Exercise requirements:
Rewrite the records below with every occurrence of "marker" changed to "point" and nothing else altered. Omit the pictures from your output.

Data for the task:
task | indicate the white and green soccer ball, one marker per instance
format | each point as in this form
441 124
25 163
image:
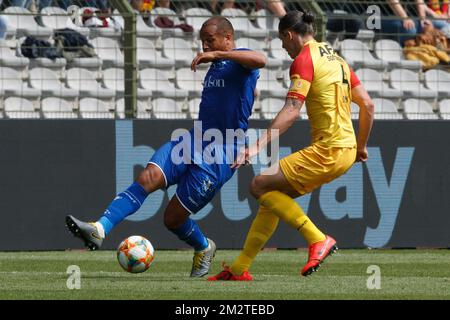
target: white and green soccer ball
135 254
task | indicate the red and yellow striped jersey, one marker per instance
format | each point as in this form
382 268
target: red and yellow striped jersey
322 79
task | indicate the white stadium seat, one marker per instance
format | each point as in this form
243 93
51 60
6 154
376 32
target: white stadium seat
23 22
9 59
374 84
357 54
94 108
241 23
444 109
180 50
56 108
191 81
390 51
12 85
164 108
408 82
47 81
196 17
158 84
84 81
58 18
108 50
269 86
416 109
386 109
147 55
20 108
439 81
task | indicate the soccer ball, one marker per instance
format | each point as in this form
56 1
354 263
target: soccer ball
135 254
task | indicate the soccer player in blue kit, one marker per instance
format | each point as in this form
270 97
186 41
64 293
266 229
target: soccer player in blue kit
227 101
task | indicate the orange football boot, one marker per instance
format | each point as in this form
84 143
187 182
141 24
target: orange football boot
317 253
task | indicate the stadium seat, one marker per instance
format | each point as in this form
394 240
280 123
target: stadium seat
12 85
444 109
47 81
416 109
164 108
268 85
20 108
172 15
270 107
158 84
196 17
439 81
374 84
259 46
354 109
386 109
145 30
180 50
242 24
357 55
108 50
390 51
9 59
147 55
23 22
84 81
94 108
276 51
142 112
57 18
408 82
267 21
191 81
114 78
56 108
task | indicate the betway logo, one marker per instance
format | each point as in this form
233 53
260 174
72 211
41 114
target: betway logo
386 188
214 83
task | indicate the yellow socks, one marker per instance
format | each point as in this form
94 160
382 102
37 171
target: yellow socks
289 211
260 231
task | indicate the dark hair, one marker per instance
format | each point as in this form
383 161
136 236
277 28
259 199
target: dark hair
223 24
299 22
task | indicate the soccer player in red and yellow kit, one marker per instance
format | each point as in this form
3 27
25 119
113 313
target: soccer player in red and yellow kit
324 81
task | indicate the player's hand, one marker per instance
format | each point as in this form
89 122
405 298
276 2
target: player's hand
203 57
244 157
361 155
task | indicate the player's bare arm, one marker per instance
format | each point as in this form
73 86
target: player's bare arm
282 122
247 58
366 109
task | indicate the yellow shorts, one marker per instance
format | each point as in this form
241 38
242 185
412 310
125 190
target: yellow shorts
309 168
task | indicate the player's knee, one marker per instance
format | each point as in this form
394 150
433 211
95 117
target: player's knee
171 221
255 187
149 179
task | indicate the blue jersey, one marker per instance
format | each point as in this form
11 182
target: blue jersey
228 96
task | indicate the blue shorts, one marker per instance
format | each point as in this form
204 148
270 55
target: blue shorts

Output for this task:
task | indicate the white and green soccer ball, one point per instance
format | each point as in this form
441 124
25 163
image:
target: white and green soccer ball
135 254
task | indicate the red and yellow striped jersey, one point per instance
format | each point as in this form
382 268
target: red and yellow striped jersey
322 79
task | indicate the white stadium seat, one point per instance
format | each point as in this form
243 93
51 60
6 154
376 32
target: white stadium seat
23 22
9 59
374 84
357 54
94 108
241 23
444 109
180 50
56 108
191 81
390 51
12 85
164 108
408 82
47 81
196 17
158 84
84 81
58 18
108 50
269 86
416 109
386 109
147 55
20 108
439 81
task | indicate the soccer ball, one point per instance
format | each point as in this form
56 1
354 263
target: soccer ball
135 254
task | indicate the soccer player in blue kit, one point per instance
format | each point as in this form
270 97
186 41
64 293
266 229
target: soccer player in blue kit
227 101
task | indicate the orange football boot, one point per instance
format | each point as in this form
84 143
187 182
141 24
target: orange football boot
317 253
task | indicate the stadium seat, one point per instance
format | each point as in this form
394 240
280 123
target: stadium seat
12 85
444 109
47 81
416 109
164 108
268 85
20 108
172 15
270 107
158 84
196 17
439 81
374 84
259 46
354 109
386 109
145 30
180 50
242 24
357 55
108 50
390 51
9 59
147 55
23 22
84 81
94 108
276 51
142 112
57 18
408 82
267 21
191 81
114 78
56 108
task | indicate the betway logo, one point per instance
format | each point as in this form
233 53
260 174
72 211
41 114
target: betway logo
386 188
214 83
task | indicate the yellow socks, one point per instance
format | each point as in this form
94 160
382 102
37 171
target: yellow socks
289 211
260 231
task | indicate the dark hair, one point per instance
format | each point as in this form
383 161
136 236
277 28
259 199
target: dark hair
223 24
299 22
task | indicate the soccer player in red and yellow kit, one point per instance
format | each point as in this form
3 27
25 119
113 313
target: soccer player in red and yellow kit
324 81
task | indicate the player's hand, one point per instance
format | each point as in this form
89 122
405 298
276 2
target: player's hand
203 57
244 157
361 155
task | indicate the player's bare arm, one point per instance
format | each point as in this form
73 86
target: player's bare arm
282 122
247 58
366 109
task | indicate the yellow shorts, one point per instance
format | each point as in this form
241 38
242 185
412 310
125 190
target: yellow shorts
309 168
task | indicate the player's knee, one point per instance
format | each point as in this form
394 150
433 211
95 117
target: player's knee
171 221
255 187
149 179
task | indicate the blue jersey, one point per instance
format | each point as in this form
11 182
target: blue jersey
228 96
task | indicate the blue shorts, one point per instance
format | each point as in this form
204 148
270 55
target: blue shorts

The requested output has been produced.